>> START
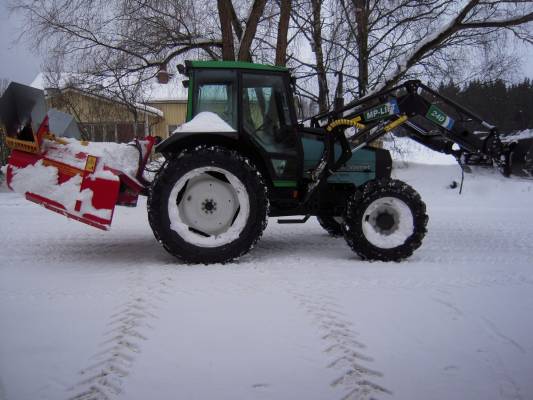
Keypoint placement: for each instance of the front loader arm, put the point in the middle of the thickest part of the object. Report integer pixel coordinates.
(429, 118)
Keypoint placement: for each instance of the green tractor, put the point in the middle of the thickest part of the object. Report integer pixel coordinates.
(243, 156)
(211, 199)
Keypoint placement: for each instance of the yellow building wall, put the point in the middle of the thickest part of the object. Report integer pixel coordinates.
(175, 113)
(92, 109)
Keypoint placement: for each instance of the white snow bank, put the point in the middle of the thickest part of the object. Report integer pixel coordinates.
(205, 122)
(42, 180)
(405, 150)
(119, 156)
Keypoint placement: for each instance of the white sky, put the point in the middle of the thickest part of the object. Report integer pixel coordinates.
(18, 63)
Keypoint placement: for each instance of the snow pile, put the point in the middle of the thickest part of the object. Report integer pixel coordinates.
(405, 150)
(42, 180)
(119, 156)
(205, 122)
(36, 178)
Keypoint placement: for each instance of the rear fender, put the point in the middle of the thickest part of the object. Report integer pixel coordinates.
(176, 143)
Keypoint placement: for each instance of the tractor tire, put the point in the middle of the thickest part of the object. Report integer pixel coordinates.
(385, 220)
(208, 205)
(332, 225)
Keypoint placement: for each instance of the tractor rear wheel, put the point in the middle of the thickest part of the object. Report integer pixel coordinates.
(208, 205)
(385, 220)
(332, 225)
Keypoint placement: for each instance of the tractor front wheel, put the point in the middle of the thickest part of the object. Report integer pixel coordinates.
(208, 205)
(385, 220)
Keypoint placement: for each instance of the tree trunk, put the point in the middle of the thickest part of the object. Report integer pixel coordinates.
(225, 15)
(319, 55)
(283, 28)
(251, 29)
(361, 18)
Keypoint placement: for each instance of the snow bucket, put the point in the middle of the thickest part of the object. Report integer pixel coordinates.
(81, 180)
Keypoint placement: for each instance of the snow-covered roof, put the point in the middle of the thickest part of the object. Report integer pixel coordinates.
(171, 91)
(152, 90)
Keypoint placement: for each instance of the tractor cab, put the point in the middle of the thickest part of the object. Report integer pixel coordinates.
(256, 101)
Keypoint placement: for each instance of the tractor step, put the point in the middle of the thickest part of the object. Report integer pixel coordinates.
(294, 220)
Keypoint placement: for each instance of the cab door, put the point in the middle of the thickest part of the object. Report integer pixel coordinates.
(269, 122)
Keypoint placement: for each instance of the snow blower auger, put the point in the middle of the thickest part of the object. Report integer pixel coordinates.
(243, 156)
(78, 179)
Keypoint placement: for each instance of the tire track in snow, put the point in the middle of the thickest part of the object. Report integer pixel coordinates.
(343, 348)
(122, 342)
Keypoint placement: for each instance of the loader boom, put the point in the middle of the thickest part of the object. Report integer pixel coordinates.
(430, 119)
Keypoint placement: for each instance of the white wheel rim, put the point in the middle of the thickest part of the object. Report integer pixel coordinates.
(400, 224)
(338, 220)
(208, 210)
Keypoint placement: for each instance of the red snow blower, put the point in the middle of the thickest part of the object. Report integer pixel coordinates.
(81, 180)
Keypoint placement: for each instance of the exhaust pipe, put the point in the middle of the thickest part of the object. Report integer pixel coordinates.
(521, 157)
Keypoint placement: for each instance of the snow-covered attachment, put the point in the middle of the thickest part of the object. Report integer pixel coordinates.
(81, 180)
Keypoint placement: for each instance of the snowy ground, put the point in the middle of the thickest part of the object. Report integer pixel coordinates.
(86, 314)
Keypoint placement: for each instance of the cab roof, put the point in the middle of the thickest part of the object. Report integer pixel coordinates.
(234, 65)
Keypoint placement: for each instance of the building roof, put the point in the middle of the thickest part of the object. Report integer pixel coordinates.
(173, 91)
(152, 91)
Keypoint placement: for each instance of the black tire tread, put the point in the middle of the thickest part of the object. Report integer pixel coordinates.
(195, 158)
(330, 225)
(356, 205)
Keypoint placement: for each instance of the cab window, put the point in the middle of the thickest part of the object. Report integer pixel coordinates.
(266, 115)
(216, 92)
>> END
Copy each line exactly, from the line containing "Keypoint placement: for each instance of the cab roof, put" down to the last line of the material, and no other lines.

## FULL RESPONSE
Keypoint placement: for each instance of the cab roof, put the point in the middle of the thickest part of the object. Report integer pixel coordinates.
(234, 65)
Keypoint placement: for each instance of the building roof, put the point in the middle of the thickest part of the object. Report integer pixel coordinates.
(173, 91)
(152, 91)
Keypoint placement: for each instance of the black tire tread, put the point in the middle of the thickest part of the object. Report integer pixel coordinates.
(195, 158)
(330, 225)
(356, 205)
Keypoint placement: for each instance of the cab window, put the point in the middle of the thickest part of the object. Report integer pixel coordinates.
(266, 115)
(216, 92)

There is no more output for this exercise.